Goals:
(A) In the thread about the HS928 snowblower that won't start, what does Lottstodo say you must do to shut the engine off once the ground wire from the coil to the switch is unplugged?
(B) Write the next part of the HS928 snowblower thread, picking up after its final post.

====== Extract provided

# HS928 won't start



## davidhale3 (Feb 27, 2019)

This an old snowblower -- probably 15+ years old. It sometimes starts and sometimes doesn't. I believe that I'm not getting spark. It's either the switch (on/off) or ignition coil. I don't have a shop manual. Anyone have this issue? Any ideas? I may have to splurge for a shop manual -- I think I can get one for about $40. I figured I'd check with you guys first.

Thanks,
David


----------



## Lottstodo (Feb 16, 2018)

The easiest thing to do is actually confirm your spark problem. If you have access to a spark tester that would be an easy way to check. They can be purchased for little money. If not then pull the plug and put the wire on the plug and ground it to the head and pull or bump elcect. start if equipped, make sure switch is ON and if no spark , try a different plug. 
If still no spark you can defeat the on/off switch by un plugging the ground from the coil and retest if still no spark then you have a problem at the coil, If you do have spark then you have a switch problem.

You say it starts sometimes , before you do anything else I would spray some carb cleaner in the intake of the carb and try to start it , if it keeps trying to start you may have a fuel delivery problem.
Has the carb be cleaned or rebuilt? How old is the gas in it?


----------



## Lottstodo (Feb 16, 2018)

This may not be yours but , in the fuel section you will see that it has a sediment trap and filter along with the shut off. 

Hope it helps some.



http://cdn.powerequipment.honda.com/pe/pdf/manuals/00x317677230.pdf


----------



## orangputeh (Nov 24, 2016)

agree with lottstodo.

determine spark. switch , if so probably needs a good carb cleaning.


----------



## davidhale3 (Feb 27, 2019)

Thanks guys. I didn't know that unplugging the ground to the coil would defeat the switch -- that's good to know. The coil on this thing is kind of pain to get to. I'm waiting for warmer weather to tear into it. I have not cleaned the carb, but you can smell it when trying to start it. When it runs, it runs just fine. Intermittent issues are sometimes hard to solve.

David


----------



## Lottstodo (Feb 16, 2018)

Just to be clear you are unplugging the ground from the coil to the switch not the actual ground for the coil. And so you know that when you do this you have to choke it to stall it or turn off fuel etc. to turn it off.


----------



## davidhale3 (Feb 27, 2019)

That makes sense, thanks.


----------



## davidhale3 (Feb 27, 2019)

Okay, still not sure what's up. I just tried to start it with the cord pull with no luck but was able to fire it up with electric start. Why does this thing sometimes run and sometimes not? While it was running, I turned the switch off and then back on and the engine would re-fire every time I turned it back to 'run' -- so I don't think it's the switch. What was cause this to not start sometimes? I will get a spark tester and try that when I can't get it to run. I also don't think it's compression because when it runs, it runs like a scolded dog. Any suggestions? Thanks.

============
====== Data section

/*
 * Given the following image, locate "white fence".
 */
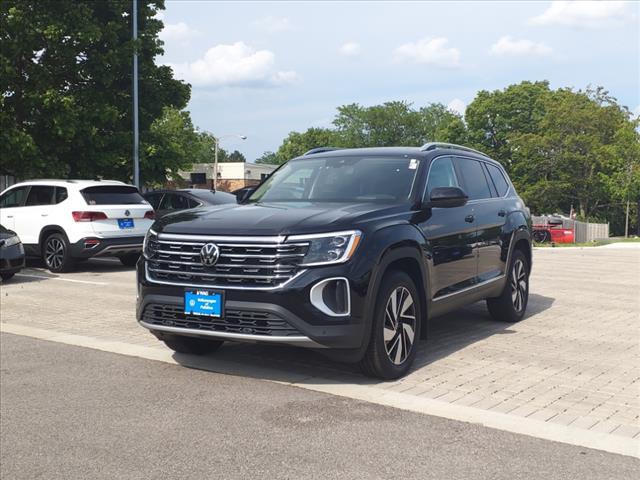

============

Responses for each task:
(A) You have to choke it to stall it or turn off the fuel.

(B)
----------



## Lottstodo (Feb 16, 2018)

I think you are still having either primer issues or carb issues. starting with electric is telling me that the faster spin is able to pull fuel because of multiple revolutions that you are not getting using the pull starter. I would pull and clean the carb an pay close attention to the the primer and hoses. As well all passages in the carb , or replace carb with a new one.

Now as well you could have a valve not seating properly and making the engine not be able to pull the correct vacuum in order to bring fuel into the cylinder. BUT, I believe this to be carb or primer related. IMO


----------



## orangputeh (Nov 24, 2016)

I'd rather clean the old Honda carb first . sounds like spark/coil is okay. do you have to choke it even a little to restart a warm engine? 

my gut is saying you could get by with an inframe cleaning of the carb. you can take top plate off and remove 2 mounting bolts of carb and pull that carb cover off ( not sure the correct part name ) from there you can access almost every hole and take pilot jet off and clean that , spray up pick up tube, take sentiment cup off and spray cleaner in every hole and follow up with compressed air if you have it.

it's been my experience that this usually works in the majority of cases and does not take very long. first time maybe an hour but after awhile you can do this pretty quickly.


----------



## tabora (Mar 1, 2017)

Looks like the spark is there. My bet would be on the float valve sticking and flooding the carb; the electric start spins it enough to get ahead of the flooding.


----------



## davidhale3 (Feb 27, 2019)

Sounds good guys. It's good to have a forum where you can pick someone else's brain. I don't consider myself a mechanic, but I do have mechanical knowledge and understanding.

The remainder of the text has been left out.